Task directions: Every line of the records below that holds the word "rolling" should be copied out.

Saved entries:
<<<<
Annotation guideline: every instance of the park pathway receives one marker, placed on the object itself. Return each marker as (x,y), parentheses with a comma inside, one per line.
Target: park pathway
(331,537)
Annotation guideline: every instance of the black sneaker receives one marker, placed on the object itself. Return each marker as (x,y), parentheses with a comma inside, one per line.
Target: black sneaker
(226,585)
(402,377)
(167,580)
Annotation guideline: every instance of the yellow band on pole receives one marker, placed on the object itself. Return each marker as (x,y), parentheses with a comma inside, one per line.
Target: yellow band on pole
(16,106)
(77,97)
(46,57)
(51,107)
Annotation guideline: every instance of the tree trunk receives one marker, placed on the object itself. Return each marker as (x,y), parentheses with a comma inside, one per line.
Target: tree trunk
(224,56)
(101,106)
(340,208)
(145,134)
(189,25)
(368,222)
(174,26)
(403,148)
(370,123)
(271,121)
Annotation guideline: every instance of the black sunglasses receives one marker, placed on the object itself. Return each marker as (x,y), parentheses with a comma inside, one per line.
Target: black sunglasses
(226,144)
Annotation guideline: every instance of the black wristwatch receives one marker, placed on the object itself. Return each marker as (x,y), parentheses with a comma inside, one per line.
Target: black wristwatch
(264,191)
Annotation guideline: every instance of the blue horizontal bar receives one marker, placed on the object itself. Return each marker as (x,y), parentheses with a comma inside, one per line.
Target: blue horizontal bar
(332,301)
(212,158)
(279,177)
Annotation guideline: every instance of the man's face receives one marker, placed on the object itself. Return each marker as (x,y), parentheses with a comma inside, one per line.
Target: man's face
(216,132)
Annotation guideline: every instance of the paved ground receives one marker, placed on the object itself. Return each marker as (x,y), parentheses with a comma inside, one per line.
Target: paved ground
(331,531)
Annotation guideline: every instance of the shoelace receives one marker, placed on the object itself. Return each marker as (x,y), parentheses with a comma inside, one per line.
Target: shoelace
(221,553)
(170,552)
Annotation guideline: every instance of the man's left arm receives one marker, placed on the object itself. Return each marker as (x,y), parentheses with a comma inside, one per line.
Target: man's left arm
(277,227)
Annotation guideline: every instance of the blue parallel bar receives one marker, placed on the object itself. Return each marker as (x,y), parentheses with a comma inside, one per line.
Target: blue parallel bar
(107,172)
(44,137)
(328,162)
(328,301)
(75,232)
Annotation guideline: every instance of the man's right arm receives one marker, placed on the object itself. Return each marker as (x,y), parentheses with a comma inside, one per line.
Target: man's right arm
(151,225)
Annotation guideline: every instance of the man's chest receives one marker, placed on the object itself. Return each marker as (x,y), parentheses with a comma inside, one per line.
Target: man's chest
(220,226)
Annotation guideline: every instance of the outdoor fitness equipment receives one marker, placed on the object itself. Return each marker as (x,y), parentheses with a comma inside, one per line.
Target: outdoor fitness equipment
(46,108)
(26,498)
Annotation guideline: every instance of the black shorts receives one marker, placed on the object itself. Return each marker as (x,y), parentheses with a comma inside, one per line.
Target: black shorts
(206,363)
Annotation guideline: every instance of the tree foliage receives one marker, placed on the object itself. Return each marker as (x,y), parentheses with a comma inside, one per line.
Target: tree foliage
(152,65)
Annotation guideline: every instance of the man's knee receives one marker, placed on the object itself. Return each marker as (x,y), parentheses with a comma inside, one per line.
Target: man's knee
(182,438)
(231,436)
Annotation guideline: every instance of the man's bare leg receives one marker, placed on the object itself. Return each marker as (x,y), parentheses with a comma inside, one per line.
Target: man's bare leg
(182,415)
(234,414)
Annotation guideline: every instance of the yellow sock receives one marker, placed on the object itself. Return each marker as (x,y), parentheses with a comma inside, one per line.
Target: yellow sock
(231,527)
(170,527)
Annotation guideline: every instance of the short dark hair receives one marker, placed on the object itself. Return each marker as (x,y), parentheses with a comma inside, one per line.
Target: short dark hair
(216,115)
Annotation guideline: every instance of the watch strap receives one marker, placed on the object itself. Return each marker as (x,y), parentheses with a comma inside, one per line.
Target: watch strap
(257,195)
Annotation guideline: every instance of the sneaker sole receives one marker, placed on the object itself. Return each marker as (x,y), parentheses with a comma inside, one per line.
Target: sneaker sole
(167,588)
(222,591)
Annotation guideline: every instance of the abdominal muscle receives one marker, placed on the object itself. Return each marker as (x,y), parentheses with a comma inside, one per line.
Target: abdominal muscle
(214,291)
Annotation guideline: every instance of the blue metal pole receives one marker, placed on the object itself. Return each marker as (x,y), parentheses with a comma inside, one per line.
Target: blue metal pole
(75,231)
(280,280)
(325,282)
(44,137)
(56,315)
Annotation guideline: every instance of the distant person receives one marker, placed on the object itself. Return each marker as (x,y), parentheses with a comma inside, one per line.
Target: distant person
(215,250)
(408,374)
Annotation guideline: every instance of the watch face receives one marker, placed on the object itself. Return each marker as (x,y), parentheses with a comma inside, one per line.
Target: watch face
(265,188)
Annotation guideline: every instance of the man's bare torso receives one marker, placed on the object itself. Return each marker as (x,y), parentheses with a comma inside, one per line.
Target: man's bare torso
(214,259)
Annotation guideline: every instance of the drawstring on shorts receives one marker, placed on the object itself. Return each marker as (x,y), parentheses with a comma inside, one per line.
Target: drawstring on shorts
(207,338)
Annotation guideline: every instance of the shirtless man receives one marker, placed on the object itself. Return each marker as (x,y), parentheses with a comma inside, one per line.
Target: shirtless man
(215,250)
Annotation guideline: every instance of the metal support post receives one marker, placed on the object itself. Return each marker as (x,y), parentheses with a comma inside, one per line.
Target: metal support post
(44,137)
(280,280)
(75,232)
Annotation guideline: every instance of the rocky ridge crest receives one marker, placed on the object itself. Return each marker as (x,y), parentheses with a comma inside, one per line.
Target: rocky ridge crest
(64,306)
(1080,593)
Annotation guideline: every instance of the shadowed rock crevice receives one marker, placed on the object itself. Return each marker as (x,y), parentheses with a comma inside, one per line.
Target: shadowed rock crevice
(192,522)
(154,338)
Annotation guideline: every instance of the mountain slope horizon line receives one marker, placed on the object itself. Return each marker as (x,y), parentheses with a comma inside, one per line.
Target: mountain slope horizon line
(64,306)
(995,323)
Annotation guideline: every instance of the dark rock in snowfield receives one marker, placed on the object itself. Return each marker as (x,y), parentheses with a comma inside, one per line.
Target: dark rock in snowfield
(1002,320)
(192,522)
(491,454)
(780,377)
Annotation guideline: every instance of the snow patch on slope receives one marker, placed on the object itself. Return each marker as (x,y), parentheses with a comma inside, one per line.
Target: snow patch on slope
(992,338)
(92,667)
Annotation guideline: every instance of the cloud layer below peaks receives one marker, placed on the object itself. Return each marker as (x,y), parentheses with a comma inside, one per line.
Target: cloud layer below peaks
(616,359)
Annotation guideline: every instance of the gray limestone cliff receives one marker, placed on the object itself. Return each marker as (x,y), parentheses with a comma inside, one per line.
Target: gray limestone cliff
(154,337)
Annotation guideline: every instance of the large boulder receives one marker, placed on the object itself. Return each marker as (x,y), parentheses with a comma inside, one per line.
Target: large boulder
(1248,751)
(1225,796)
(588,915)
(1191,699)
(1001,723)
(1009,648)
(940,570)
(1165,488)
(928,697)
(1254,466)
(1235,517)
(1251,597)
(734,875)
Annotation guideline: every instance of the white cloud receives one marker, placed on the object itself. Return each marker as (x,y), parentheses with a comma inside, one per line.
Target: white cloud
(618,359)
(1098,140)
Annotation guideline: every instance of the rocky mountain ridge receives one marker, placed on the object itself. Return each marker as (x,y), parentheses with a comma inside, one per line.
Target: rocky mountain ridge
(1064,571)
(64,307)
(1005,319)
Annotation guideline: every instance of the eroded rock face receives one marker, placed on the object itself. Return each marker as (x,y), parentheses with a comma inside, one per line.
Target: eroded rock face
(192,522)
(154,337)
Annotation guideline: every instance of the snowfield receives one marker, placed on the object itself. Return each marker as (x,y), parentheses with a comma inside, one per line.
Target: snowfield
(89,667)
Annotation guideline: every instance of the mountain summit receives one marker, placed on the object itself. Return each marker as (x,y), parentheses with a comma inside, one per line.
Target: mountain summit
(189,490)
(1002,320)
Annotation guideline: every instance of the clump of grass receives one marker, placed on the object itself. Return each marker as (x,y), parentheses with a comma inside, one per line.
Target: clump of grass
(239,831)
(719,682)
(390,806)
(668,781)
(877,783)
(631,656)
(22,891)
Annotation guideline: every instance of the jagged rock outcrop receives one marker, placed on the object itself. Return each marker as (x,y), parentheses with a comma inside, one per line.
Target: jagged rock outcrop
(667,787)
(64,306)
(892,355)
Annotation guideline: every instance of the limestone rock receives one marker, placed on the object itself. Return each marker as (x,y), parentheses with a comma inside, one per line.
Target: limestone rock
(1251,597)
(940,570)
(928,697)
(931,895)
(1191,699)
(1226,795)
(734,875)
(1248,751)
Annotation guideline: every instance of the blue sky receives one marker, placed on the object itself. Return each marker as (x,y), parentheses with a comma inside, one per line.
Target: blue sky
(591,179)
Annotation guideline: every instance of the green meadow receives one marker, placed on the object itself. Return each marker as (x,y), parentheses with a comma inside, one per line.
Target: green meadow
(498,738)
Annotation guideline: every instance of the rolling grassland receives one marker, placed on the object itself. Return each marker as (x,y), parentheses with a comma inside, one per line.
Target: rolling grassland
>>>>
Exercise answer:
Annotation guideline: every instance of the rolling grassland receives one marker, placed on the object itself. Return each marker as (x,y), parentheses with a comma inside, one per line.
Target: rolling grassland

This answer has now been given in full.